▸ What the exercise asks:
Filter this data down to the lines that hold "trace", and copy them.

▸ Supplied records:
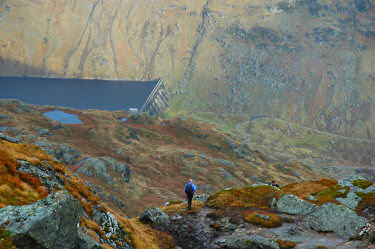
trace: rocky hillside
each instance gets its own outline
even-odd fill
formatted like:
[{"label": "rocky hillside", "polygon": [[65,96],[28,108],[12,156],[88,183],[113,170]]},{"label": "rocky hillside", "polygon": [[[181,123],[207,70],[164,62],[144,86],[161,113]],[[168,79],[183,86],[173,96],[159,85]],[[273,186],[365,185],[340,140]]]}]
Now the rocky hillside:
[{"label": "rocky hillside", "polygon": [[126,220],[56,158],[0,139],[0,248],[172,248],[171,236]]},{"label": "rocky hillside", "polygon": [[192,210],[169,201],[125,219],[62,162],[14,139],[0,139],[0,248],[373,248],[375,185],[360,176],[227,188],[196,195]]},{"label": "rocky hillside", "polygon": [[[43,115],[51,110],[76,114],[82,124],[63,125]],[[149,205],[184,198],[189,178],[201,193],[211,194],[272,179],[290,183],[329,176],[322,166],[269,163],[260,151],[215,126],[184,116],[163,120],[18,101],[1,101],[0,113],[1,136],[53,155],[123,216],[134,217]]]},{"label": "rocky hillside", "polygon": [[140,219],[167,231],[177,248],[374,248],[375,188],[355,175],[278,188],[253,185],[145,211]]},{"label": "rocky hillside", "polygon": [[170,111],[374,139],[374,18],[370,0],[7,0],[0,74],[164,77]]}]

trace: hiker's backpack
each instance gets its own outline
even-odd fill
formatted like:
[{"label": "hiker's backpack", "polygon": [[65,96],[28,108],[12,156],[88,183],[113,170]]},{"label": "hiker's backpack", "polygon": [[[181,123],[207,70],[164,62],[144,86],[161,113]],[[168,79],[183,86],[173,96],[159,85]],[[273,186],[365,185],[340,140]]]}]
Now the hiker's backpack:
[{"label": "hiker's backpack", "polygon": [[191,183],[186,184],[185,192],[187,194],[193,194],[193,184],[191,184]]}]

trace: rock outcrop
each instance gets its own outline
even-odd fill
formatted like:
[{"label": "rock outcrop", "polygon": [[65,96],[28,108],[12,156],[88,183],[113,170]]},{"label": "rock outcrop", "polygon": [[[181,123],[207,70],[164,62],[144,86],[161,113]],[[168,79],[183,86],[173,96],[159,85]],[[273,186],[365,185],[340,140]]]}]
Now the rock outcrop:
[{"label": "rock outcrop", "polygon": [[27,206],[0,209],[0,227],[10,231],[19,248],[73,249],[82,214],[81,204],[61,191]]},{"label": "rock outcrop", "polygon": [[61,190],[64,187],[64,180],[47,163],[31,165],[27,161],[18,160],[18,162],[21,164],[18,171],[29,173],[40,179],[49,193]]},{"label": "rock outcrop", "polygon": [[76,249],[104,249],[104,247],[84,233],[78,231]]},{"label": "rock outcrop", "polygon": [[[103,212],[100,209],[102,207],[94,207],[93,221],[99,224],[100,228],[105,232],[105,236],[100,236],[99,240],[101,243],[110,244],[118,249],[134,249],[129,245],[130,238],[126,231],[120,226],[116,217],[110,212]],[[121,246],[111,241],[109,238],[116,237],[117,242],[120,242]]]},{"label": "rock outcrop", "polygon": [[223,245],[220,248],[223,249],[280,249],[279,244],[275,240],[264,238],[260,235],[253,235],[247,237],[233,236],[225,239]]},{"label": "rock outcrop", "polygon": [[347,207],[333,203],[324,204],[317,211],[306,217],[307,224],[320,232],[335,232],[349,238],[359,232],[367,219],[358,216]]},{"label": "rock outcrop", "polygon": [[306,215],[317,210],[317,206],[294,195],[284,195],[276,203],[276,210],[287,214]]},{"label": "rock outcrop", "polygon": [[35,142],[35,145],[63,161],[65,164],[73,164],[81,156],[77,149],[64,144],[39,140]]},{"label": "rock outcrop", "polygon": [[168,224],[169,216],[161,211],[160,208],[151,207],[144,211],[140,216],[141,221],[151,222],[155,224]]},{"label": "rock outcrop", "polygon": [[119,174],[123,182],[129,182],[130,180],[129,167],[110,157],[87,158],[78,164],[80,166],[78,172],[90,177],[96,176],[102,178],[110,185],[115,184],[115,180],[109,174],[110,169]]}]

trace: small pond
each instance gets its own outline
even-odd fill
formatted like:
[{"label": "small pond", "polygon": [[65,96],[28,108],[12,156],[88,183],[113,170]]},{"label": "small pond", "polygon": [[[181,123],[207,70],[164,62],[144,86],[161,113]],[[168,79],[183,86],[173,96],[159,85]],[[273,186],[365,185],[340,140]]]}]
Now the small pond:
[{"label": "small pond", "polygon": [[62,124],[82,124],[77,115],[63,111],[50,111],[43,113],[43,115]]}]

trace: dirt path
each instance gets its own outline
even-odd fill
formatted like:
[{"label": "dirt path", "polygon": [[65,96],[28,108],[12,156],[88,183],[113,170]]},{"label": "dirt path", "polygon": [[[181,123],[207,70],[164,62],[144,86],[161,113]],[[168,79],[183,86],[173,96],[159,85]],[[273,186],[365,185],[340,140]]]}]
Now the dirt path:
[{"label": "dirt path", "polygon": [[[179,111],[179,109],[173,109],[175,111]],[[180,110],[180,111],[186,111],[186,110]],[[205,111],[198,111],[198,110],[191,110],[189,111],[187,114],[188,115],[191,115],[193,113],[213,113],[213,112],[205,112]],[[231,112],[218,112],[217,114],[230,114],[230,115],[236,115],[236,113],[231,113]],[[238,114],[238,115],[241,115],[241,114]],[[244,115],[244,114],[242,114]],[[375,143],[375,140],[372,140],[372,139],[366,139],[366,138],[356,138],[356,137],[347,137],[347,136],[343,136],[343,135],[339,135],[339,134],[334,134],[334,133],[330,133],[330,132],[326,132],[326,131],[321,131],[321,130],[318,130],[318,129],[314,129],[314,128],[310,128],[308,126],[304,126],[304,125],[301,125],[301,124],[297,124],[297,123],[293,123],[293,122],[289,122],[289,121],[286,121],[286,120],[283,120],[283,119],[280,119],[280,118],[274,118],[274,117],[269,117],[269,116],[263,116],[263,115],[253,115],[253,114],[250,114],[250,119],[245,121],[245,122],[242,122],[238,125],[236,125],[235,129],[236,131],[242,135],[243,137],[245,137],[245,140],[242,142],[242,143],[247,143],[248,141],[251,140],[251,137],[249,134],[247,134],[246,132],[242,131],[241,130],[241,127],[250,123],[250,122],[253,122],[254,120],[256,119],[274,119],[274,120],[278,120],[282,123],[285,123],[285,124],[288,124],[288,125],[294,125],[294,126],[297,126],[297,127],[300,127],[300,128],[304,128],[304,129],[307,129],[307,130],[310,130],[310,131],[314,131],[318,134],[324,134],[324,135],[328,135],[328,136],[332,136],[332,137],[338,137],[338,138],[343,138],[343,139],[349,139],[349,140],[353,140],[353,141],[359,141],[359,142],[367,142],[367,143]]]},{"label": "dirt path", "polygon": [[353,140],[353,141],[360,141],[360,142],[367,142],[367,143],[375,143],[375,140],[371,140],[371,139],[347,137],[347,136],[338,135],[338,134],[334,134],[334,133],[330,133],[330,132],[326,132],[326,131],[320,131],[320,130],[310,128],[310,127],[307,127],[307,126],[304,126],[304,125],[300,125],[300,124],[296,124],[296,123],[293,123],[293,122],[285,121],[283,119],[273,118],[273,117],[264,117],[264,116],[258,116],[256,118],[251,118],[250,120],[247,120],[243,123],[240,123],[240,124],[236,125],[236,131],[238,133],[240,133],[241,135],[243,135],[243,137],[246,138],[244,141],[242,141],[242,143],[247,143],[248,141],[250,141],[251,137],[250,137],[249,134],[247,134],[246,132],[241,130],[241,127],[250,123],[250,122],[253,122],[255,119],[261,119],[261,118],[262,119],[274,119],[274,120],[280,121],[280,122],[282,122],[284,124],[287,124],[287,125],[297,126],[297,127],[309,130],[309,131],[316,132],[318,134],[324,134],[324,135],[328,135],[328,136],[331,136],[331,137],[338,137],[338,138],[343,138],[343,139],[348,139],[348,140]]}]

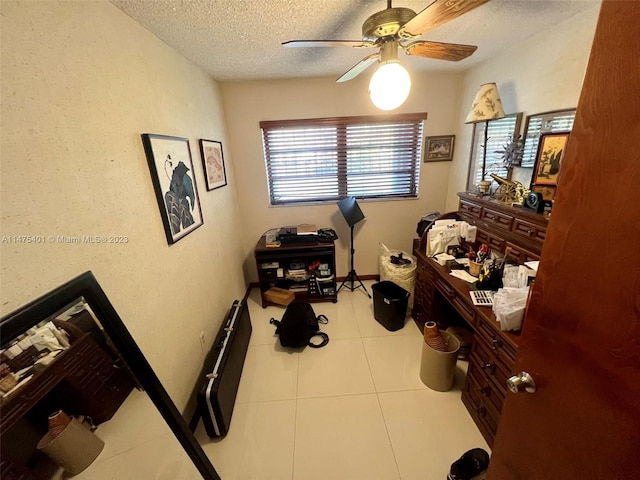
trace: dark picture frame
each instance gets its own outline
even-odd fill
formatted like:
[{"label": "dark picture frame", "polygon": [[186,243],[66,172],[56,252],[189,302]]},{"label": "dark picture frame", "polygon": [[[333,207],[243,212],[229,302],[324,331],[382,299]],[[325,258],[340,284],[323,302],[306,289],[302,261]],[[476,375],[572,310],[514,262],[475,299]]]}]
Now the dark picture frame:
[{"label": "dark picture frame", "polygon": [[189,139],[142,134],[162,224],[169,245],[204,223]]},{"label": "dark picture frame", "polygon": [[224,166],[222,142],[201,138],[199,143],[207,191],[224,187],[227,184],[227,172]]},{"label": "dark picture frame", "polygon": [[569,132],[547,133],[540,136],[540,145],[533,167],[531,185],[558,186],[558,178],[569,142]]},{"label": "dark picture frame", "polygon": [[448,162],[453,160],[453,147],[455,139],[455,135],[425,137],[424,163]]}]

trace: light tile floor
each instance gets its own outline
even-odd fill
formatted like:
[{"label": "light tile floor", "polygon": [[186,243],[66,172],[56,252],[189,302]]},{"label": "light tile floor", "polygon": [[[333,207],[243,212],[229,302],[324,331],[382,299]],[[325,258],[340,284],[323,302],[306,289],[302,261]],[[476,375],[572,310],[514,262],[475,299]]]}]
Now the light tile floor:
[{"label": "light tile floor", "polygon": [[[372,293],[375,282],[364,283]],[[411,318],[389,332],[361,288],[313,307],[329,318],[329,344],[286,350],[269,324],[284,310],[263,309],[251,292],[253,334],[230,431],[210,439],[202,424],[196,430],[223,480],[444,480],[465,451],[489,451],[460,400],[466,362],[452,390],[433,391],[420,380],[423,340]],[[74,478],[199,478],[140,392],[97,434],[105,449]]]},{"label": "light tile floor", "polygon": [[[372,293],[373,281],[365,281]],[[436,392],[420,380],[422,333],[411,318],[389,332],[361,288],[313,304],[329,318],[329,344],[280,347],[269,319],[284,310],[249,298],[253,334],[229,434],[196,437],[224,480],[444,480],[470,448],[489,447],[456,384]]]}]

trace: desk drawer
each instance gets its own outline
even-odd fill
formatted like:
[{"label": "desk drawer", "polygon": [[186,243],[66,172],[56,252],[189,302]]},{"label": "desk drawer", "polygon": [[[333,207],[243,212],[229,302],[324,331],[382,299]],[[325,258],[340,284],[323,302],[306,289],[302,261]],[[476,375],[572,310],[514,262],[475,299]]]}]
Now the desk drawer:
[{"label": "desk drawer", "polygon": [[503,359],[495,355],[484,340],[478,337],[473,342],[471,360],[481,370],[483,377],[493,381],[500,396],[504,398],[507,394],[507,378],[511,376],[509,372],[513,369],[513,363],[504,363]]},{"label": "desk drawer", "polygon": [[483,402],[491,402],[496,420],[498,420],[500,417],[500,411],[502,410],[502,404],[504,403],[505,393],[495,385],[493,378],[486,375],[482,368],[479,367],[473,359],[469,362],[467,376],[470,376],[479,386],[477,393],[478,396],[483,399]]},{"label": "desk drawer", "polygon": [[483,319],[478,322],[478,334],[489,349],[504,365],[512,365],[516,358],[516,350]]},{"label": "desk drawer", "polygon": [[485,401],[481,397],[480,385],[469,375],[467,375],[467,381],[462,391],[462,402],[467,407],[480,433],[482,433],[482,436],[491,447],[498,430],[500,414],[495,410],[491,402]]},{"label": "desk drawer", "polygon": [[448,299],[452,299],[456,295],[456,291],[453,289],[451,285],[445,282],[442,278],[436,278],[434,282],[436,288],[442,292],[442,294]]},{"label": "desk drawer", "polygon": [[476,326],[476,312],[473,310],[471,303],[463,300],[460,295],[456,295],[451,300],[451,304],[458,311],[462,318],[466,320],[466,322],[475,328]]}]

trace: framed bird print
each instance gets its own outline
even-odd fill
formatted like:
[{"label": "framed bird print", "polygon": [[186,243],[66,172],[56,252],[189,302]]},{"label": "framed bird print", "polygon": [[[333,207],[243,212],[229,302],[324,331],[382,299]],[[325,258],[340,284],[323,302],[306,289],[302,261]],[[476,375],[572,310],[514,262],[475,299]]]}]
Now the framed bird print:
[{"label": "framed bird print", "polygon": [[142,144],[167,242],[171,245],[204,223],[189,139],[143,133]]}]

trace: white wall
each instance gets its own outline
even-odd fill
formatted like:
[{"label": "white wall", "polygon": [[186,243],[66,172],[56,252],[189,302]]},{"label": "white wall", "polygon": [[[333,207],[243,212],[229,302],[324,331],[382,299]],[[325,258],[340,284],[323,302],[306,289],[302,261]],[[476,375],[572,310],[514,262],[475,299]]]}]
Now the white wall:
[{"label": "white wall", "polygon": [[[255,243],[269,228],[299,223],[332,227],[337,271],[349,271],[349,229],[335,202],[314,206],[270,207],[262,150],[261,120],[372,115],[381,113],[367,95],[370,75],[336,84],[335,78],[254,81],[221,85],[230,148],[234,153],[238,198],[243,216],[246,275],[257,280],[251,258]],[[425,135],[446,135],[456,127],[460,75],[414,74],[411,94],[397,110],[427,112]],[[355,227],[355,269],[378,273],[378,244],[411,252],[416,224],[429,211],[444,209],[451,162],[423,163],[417,200],[359,202],[366,220]]]},{"label": "white wall", "polygon": [[[594,2],[593,8],[552,30],[511,45],[503,54],[466,72],[460,91],[462,106],[456,121],[458,148],[449,178],[447,210],[457,209],[456,193],[466,189],[473,126],[465,125],[464,119],[480,85],[495,82],[505,112],[523,112],[523,122],[527,115],[534,113],[575,108],[599,11],[600,4]],[[524,130],[524,124],[522,128]]]},{"label": "white wall", "polygon": [[[2,314],[92,270],[179,407],[245,292],[233,155],[207,192],[198,138],[227,136],[216,82],[112,4],[2,1]],[[188,137],[204,225],[168,246],[141,133]],[[44,236],[25,244],[12,236]],[[62,244],[58,235],[123,235]]]}]

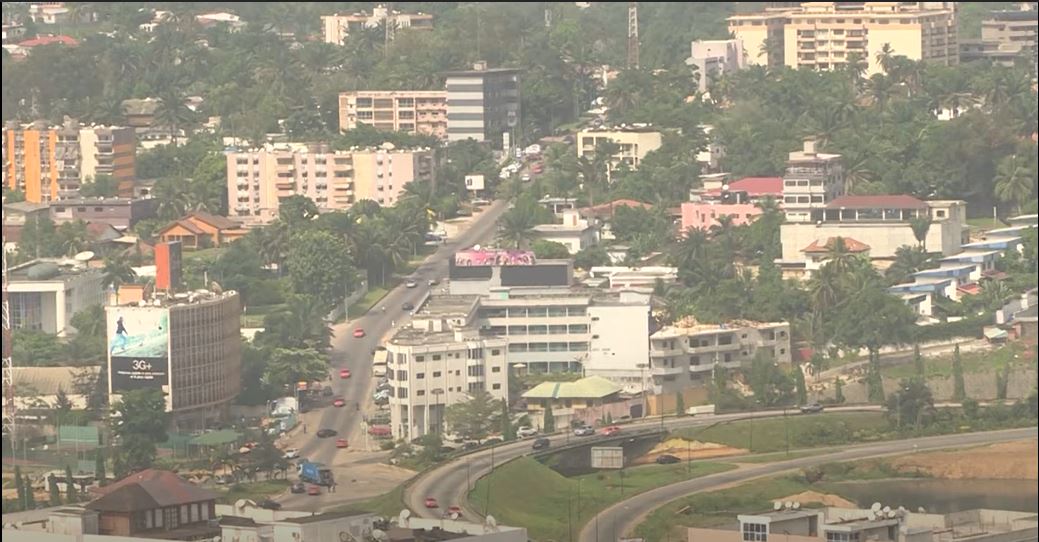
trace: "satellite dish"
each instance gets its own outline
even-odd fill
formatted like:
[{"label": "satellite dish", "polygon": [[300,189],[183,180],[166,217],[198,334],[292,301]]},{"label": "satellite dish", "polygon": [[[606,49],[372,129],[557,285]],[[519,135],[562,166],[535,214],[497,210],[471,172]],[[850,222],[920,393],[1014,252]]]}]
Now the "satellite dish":
[{"label": "satellite dish", "polygon": [[209,290],[217,295],[224,293],[224,289],[221,288],[220,284],[215,280],[209,282]]},{"label": "satellite dish", "polygon": [[372,538],[379,540],[380,542],[389,540],[389,537],[386,536],[386,531],[381,529],[372,529]]},{"label": "satellite dish", "polygon": [[237,508],[238,510],[245,510],[245,507],[248,504],[248,502],[249,501],[247,501],[245,499],[238,499],[237,501],[234,502],[234,507]]},{"label": "satellite dish", "polygon": [[789,510],[794,507],[794,503],[786,501],[785,503],[783,503],[783,506],[785,506]]},{"label": "satellite dish", "polygon": [[458,516],[459,516],[458,512],[451,512],[451,519],[458,519]]},{"label": "satellite dish", "polygon": [[877,519],[877,513],[874,512],[873,510],[870,510],[869,512],[866,513],[866,518],[869,519],[870,521],[873,521],[873,520]]},{"label": "satellite dish", "polygon": [[906,507],[904,507],[904,506],[899,506],[899,507],[898,507],[898,515],[900,515],[900,516],[904,516],[904,515],[906,515]]},{"label": "satellite dish", "polygon": [[783,509],[783,503],[781,503],[779,501],[776,501],[776,502],[772,503],[772,509],[776,510],[776,511],[782,510]]},{"label": "satellite dish", "polygon": [[408,518],[410,518],[410,517],[411,517],[411,510],[408,510],[407,508],[405,508],[404,510],[401,510],[400,514],[397,516],[397,525],[399,525],[401,527],[407,527],[407,525],[408,525]]},{"label": "satellite dish", "polygon": [[489,515],[489,514],[484,519],[484,524],[487,525],[488,527],[490,527],[491,529],[497,529],[498,528],[498,520],[494,519],[494,516]]},{"label": "satellite dish", "polygon": [[94,252],[90,250],[84,250],[83,252],[80,252],[79,254],[73,256],[72,259],[76,260],[77,262],[89,262],[90,260],[94,259]]},{"label": "satellite dish", "polygon": [[879,502],[875,502],[875,503],[873,503],[872,506],[869,507],[869,509],[874,511],[874,512],[880,512],[881,508],[883,508],[883,506],[881,506],[881,504]]},{"label": "satellite dish", "polygon": [[927,509],[924,508],[923,506],[921,506],[920,508],[917,508],[916,511],[918,513],[920,513],[920,514],[926,514],[927,513]]},{"label": "satellite dish", "polygon": [[887,514],[888,512],[891,512],[891,507],[890,506],[885,506],[884,507],[884,513]]},{"label": "satellite dish", "polygon": [[801,503],[799,503],[797,501],[794,501],[794,510],[800,510],[800,509],[801,509]]}]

▸ Result for this exercise:
trace: rocky hillside
trace: hiker's backpack
trace: rock outcrop
trace: small pond
trace: dirt path
trace: dark picture frame
trace: light tile floor
trace: desk drawer
trace: framed bird print
trace: white wall
trace: "satellite dish"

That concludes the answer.